TASK PROMPT ▸
Put the lines in the rows below, from the line containing "Mark each instance of the vanity countertop" through the end of the rows, both ends included, into a numbered list, leaving out blank lines.

DATA SUPPLIED ▸
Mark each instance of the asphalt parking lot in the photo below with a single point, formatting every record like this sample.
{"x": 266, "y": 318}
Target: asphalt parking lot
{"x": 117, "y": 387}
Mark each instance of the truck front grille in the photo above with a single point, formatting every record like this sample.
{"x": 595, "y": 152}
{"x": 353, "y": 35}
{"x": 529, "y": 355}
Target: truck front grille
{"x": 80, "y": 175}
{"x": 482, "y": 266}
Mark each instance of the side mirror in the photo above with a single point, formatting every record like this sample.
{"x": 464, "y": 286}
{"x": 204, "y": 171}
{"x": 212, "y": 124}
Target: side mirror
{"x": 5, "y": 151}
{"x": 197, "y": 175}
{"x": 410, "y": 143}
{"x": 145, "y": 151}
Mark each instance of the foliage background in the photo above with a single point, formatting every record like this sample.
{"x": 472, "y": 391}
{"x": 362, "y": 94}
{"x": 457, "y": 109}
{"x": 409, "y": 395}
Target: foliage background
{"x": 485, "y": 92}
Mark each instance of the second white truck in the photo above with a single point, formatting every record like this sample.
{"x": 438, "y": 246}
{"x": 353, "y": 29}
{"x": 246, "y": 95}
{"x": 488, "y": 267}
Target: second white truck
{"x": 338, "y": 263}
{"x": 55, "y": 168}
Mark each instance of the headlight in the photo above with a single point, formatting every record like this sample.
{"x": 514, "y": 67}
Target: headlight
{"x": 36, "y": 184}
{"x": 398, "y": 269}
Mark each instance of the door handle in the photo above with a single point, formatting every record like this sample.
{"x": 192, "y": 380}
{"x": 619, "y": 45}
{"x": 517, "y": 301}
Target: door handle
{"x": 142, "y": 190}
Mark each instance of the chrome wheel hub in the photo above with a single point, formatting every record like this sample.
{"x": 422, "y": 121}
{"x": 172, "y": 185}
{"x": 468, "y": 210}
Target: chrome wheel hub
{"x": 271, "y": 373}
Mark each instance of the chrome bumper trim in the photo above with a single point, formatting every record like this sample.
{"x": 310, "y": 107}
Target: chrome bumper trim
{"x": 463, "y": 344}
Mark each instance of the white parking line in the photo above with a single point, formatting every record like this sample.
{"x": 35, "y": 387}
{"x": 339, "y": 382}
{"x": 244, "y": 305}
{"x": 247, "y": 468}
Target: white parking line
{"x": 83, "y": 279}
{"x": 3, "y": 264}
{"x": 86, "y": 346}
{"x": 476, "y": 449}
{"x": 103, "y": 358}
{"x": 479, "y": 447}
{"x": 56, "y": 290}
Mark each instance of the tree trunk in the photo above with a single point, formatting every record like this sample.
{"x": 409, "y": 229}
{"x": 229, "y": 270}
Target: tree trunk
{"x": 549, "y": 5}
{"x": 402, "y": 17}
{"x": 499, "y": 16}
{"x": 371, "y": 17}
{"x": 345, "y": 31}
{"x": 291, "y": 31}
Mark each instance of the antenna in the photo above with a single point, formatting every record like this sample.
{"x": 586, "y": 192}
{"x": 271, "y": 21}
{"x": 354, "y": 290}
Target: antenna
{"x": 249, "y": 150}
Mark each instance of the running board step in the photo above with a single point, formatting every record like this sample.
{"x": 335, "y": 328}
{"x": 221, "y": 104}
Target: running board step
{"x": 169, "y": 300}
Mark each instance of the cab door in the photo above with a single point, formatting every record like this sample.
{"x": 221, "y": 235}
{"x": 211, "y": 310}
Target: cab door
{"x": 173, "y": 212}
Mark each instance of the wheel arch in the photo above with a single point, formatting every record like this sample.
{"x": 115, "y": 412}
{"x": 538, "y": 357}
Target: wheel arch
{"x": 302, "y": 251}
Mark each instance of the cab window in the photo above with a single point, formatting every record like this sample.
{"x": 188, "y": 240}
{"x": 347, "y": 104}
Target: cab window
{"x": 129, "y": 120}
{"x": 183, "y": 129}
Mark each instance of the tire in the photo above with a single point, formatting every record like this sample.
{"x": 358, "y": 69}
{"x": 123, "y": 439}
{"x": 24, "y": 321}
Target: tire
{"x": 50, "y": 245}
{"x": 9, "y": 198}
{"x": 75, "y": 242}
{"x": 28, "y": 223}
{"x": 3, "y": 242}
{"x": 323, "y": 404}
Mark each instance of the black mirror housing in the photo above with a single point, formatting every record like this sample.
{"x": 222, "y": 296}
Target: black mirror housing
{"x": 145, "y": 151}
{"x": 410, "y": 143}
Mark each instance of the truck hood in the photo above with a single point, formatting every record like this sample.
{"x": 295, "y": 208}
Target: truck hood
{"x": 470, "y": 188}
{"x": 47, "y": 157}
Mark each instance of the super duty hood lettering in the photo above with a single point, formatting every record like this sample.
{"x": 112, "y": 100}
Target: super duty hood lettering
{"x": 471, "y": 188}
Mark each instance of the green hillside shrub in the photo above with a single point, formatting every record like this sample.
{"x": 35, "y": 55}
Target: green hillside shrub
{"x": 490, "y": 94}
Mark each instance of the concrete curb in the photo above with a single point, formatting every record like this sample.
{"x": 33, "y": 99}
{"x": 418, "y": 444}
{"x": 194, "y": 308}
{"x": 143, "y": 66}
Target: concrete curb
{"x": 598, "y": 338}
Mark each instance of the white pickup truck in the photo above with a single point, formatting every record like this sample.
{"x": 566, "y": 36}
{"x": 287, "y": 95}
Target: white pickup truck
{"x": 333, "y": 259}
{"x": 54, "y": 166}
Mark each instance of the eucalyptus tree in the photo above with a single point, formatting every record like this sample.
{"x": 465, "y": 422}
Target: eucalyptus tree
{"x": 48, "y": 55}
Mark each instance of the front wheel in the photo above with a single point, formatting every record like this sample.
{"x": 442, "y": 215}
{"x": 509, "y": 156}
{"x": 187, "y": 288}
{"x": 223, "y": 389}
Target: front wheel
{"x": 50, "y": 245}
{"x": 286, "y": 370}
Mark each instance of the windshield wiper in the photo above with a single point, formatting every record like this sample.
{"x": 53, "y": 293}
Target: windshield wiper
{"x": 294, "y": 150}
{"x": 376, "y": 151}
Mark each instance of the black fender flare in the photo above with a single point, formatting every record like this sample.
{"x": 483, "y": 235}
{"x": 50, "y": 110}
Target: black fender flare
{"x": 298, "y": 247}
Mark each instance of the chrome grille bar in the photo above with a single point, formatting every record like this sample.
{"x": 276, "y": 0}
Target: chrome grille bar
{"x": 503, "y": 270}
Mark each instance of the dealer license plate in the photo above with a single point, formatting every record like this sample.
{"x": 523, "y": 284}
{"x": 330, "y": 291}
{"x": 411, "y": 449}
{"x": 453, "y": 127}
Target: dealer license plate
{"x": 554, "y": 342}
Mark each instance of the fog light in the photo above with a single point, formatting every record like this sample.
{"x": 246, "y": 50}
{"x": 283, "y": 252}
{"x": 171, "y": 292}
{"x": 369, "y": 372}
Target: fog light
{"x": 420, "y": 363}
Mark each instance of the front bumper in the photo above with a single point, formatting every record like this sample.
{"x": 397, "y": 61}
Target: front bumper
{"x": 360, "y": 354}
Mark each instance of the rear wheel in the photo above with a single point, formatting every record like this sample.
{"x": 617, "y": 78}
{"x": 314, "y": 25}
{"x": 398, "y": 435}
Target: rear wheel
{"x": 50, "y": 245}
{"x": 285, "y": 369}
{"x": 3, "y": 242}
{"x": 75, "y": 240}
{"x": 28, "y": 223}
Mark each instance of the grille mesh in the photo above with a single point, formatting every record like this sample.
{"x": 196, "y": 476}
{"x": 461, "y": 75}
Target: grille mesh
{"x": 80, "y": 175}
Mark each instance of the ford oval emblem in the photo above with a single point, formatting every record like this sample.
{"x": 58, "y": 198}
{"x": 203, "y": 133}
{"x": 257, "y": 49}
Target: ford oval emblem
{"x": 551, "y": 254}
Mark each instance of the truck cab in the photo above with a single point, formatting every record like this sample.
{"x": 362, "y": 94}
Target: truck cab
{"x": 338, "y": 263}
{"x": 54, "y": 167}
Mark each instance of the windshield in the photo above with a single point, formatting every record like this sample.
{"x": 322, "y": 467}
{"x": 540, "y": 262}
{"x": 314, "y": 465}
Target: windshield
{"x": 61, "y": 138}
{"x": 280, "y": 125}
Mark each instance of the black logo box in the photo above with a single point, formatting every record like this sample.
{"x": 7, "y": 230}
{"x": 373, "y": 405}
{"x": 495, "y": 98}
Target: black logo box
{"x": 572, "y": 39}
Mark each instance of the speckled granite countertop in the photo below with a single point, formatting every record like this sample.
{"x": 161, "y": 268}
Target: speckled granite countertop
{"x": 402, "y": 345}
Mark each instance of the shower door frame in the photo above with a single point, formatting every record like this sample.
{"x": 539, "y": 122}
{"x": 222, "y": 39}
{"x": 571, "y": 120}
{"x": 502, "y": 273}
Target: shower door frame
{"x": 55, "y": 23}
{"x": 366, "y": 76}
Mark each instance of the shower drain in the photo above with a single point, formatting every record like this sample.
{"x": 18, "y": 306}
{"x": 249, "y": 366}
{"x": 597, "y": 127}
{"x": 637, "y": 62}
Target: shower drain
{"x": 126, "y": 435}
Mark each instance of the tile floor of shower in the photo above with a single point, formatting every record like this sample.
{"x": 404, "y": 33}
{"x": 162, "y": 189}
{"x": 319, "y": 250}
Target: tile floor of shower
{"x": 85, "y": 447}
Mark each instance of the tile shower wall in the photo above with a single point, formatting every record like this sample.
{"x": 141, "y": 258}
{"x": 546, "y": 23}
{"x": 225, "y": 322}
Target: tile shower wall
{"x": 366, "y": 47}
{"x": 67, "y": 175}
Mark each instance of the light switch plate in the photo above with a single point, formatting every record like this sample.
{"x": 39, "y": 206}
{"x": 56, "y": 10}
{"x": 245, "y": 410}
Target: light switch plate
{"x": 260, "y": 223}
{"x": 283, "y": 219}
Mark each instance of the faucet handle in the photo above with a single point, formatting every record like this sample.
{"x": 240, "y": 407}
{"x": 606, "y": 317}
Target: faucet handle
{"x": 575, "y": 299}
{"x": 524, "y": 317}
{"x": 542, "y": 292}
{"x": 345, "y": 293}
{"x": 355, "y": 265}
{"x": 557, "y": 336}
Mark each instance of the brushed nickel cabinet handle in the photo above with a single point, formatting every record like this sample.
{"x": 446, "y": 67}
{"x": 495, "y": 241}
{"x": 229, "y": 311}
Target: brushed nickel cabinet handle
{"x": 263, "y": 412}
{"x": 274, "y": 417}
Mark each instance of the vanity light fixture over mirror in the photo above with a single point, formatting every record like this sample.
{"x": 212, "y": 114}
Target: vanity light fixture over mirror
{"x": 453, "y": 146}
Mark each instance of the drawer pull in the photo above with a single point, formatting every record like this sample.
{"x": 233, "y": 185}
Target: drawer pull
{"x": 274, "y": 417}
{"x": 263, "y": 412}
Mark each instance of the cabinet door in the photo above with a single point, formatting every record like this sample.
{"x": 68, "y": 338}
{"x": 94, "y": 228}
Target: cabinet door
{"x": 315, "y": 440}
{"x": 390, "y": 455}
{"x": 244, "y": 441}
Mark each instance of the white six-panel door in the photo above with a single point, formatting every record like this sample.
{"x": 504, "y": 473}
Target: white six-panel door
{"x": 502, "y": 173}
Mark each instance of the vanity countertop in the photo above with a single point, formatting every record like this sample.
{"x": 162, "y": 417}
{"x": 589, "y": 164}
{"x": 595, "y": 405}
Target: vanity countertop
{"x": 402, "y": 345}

ANSWER BELOW ▸
1. Mark each instance of the vanity countertop in the photo above with a single point, formatting every record like this sample.
2. {"x": 162, "y": 417}
3. {"x": 589, "y": 164}
4. {"x": 595, "y": 405}
5. Target: vanity countertop
6. {"x": 402, "y": 345}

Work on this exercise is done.